• **THE DATA**
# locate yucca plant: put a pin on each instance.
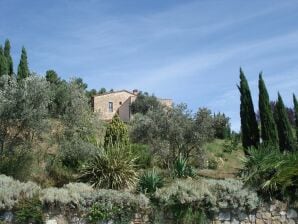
(150, 181)
(286, 175)
(259, 166)
(182, 168)
(113, 168)
(271, 171)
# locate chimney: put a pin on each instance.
(135, 91)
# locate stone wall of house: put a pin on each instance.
(276, 213)
(101, 103)
(166, 102)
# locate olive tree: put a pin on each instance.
(171, 132)
(23, 107)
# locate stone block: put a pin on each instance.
(252, 218)
(259, 215)
(224, 216)
(292, 214)
(7, 216)
(260, 221)
(235, 221)
(242, 216)
(51, 221)
(266, 215)
(291, 221)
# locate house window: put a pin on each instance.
(110, 106)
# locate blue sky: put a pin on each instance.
(186, 50)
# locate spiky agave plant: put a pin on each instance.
(182, 168)
(113, 168)
(259, 166)
(286, 176)
(150, 181)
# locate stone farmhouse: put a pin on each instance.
(118, 102)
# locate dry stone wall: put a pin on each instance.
(275, 213)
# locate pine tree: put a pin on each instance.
(285, 133)
(249, 125)
(268, 127)
(3, 64)
(8, 57)
(23, 70)
(296, 115)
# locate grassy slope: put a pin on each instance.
(228, 163)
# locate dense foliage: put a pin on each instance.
(249, 126)
(270, 171)
(116, 132)
(112, 168)
(143, 103)
(268, 127)
(285, 133)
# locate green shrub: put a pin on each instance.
(189, 201)
(29, 211)
(150, 181)
(59, 173)
(121, 206)
(74, 152)
(259, 166)
(271, 172)
(12, 164)
(230, 193)
(212, 164)
(102, 212)
(70, 194)
(12, 190)
(143, 155)
(230, 145)
(182, 168)
(116, 132)
(113, 168)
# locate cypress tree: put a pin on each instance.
(285, 133)
(249, 125)
(8, 57)
(268, 127)
(3, 66)
(23, 70)
(296, 115)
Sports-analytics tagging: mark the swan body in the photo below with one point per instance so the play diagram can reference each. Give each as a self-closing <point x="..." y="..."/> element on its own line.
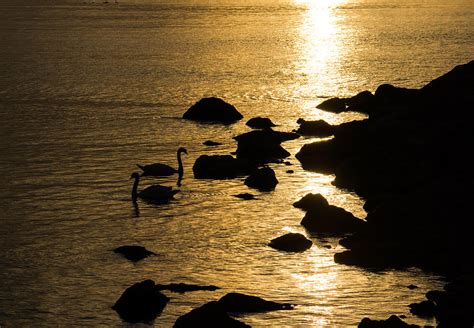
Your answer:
<point x="159" y="169"/>
<point x="156" y="193"/>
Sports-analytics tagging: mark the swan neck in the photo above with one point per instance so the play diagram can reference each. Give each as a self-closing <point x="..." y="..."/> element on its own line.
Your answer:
<point x="180" y="164"/>
<point x="135" y="188"/>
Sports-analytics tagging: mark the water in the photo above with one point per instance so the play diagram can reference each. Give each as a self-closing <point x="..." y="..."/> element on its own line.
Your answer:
<point x="88" y="90"/>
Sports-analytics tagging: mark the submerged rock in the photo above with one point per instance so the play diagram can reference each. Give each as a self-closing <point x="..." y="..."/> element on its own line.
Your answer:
<point x="221" y="167"/>
<point x="318" y="128"/>
<point x="133" y="253"/>
<point x="213" y="110"/>
<point x="142" y="302"/>
<point x="291" y="242"/>
<point x="212" y="314"/>
<point x="241" y="303"/>
<point x="183" y="288"/>
<point x="392" y="322"/>
<point x="260" y="123"/>
<point x="263" y="179"/>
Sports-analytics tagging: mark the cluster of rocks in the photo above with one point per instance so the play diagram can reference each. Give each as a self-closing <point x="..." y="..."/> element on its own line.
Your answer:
<point x="410" y="160"/>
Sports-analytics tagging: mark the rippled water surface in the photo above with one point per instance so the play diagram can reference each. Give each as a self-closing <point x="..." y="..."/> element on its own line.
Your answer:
<point x="88" y="90"/>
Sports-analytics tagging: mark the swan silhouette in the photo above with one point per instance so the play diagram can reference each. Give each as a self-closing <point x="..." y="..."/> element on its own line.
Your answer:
<point x="154" y="193"/>
<point x="159" y="169"/>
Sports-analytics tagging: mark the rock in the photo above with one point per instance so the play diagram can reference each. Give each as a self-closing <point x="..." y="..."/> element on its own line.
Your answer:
<point x="213" y="110"/>
<point x="263" y="179"/>
<point x="423" y="309"/>
<point x="263" y="146"/>
<point x="142" y="302"/>
<point x="362" y="102"/>
<point x="335" y="105"/>
<point x="245" y="196"/>
<point x="211" y="143"/>
<point x="318" y="128"/>
<point x="291" y="242"/>
<point x="183" y="288"/>
<point x="324" y="218"/>
<point x="392" y="322"/>
<point x="211" y="314"/>
<point x="241" y="303"/>
<point x="313" y="202"/>
<point x="260" y="123"/>
<point x="133" y="253"/>
<point x="221" y="167"/>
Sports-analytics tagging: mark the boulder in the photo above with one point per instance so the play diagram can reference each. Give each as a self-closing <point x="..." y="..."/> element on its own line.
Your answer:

• **TASK TO COMPLETE**
Search the entries above for "water". Show every line that has it.

• **PROBLEM SOLUTION**
Sports-analytics tagging: mark the water in the photo above with one point per instance so the play diagram can reference each. Give each as a self-closing <point x="..." y="..."/> element on its own line.
Sports-analytics tagging: mark the rippled water surface in the photo above with one point per instance so the play diagram can reference each. Give each as a self-closing <point x="..." y="..."/> element on its own line.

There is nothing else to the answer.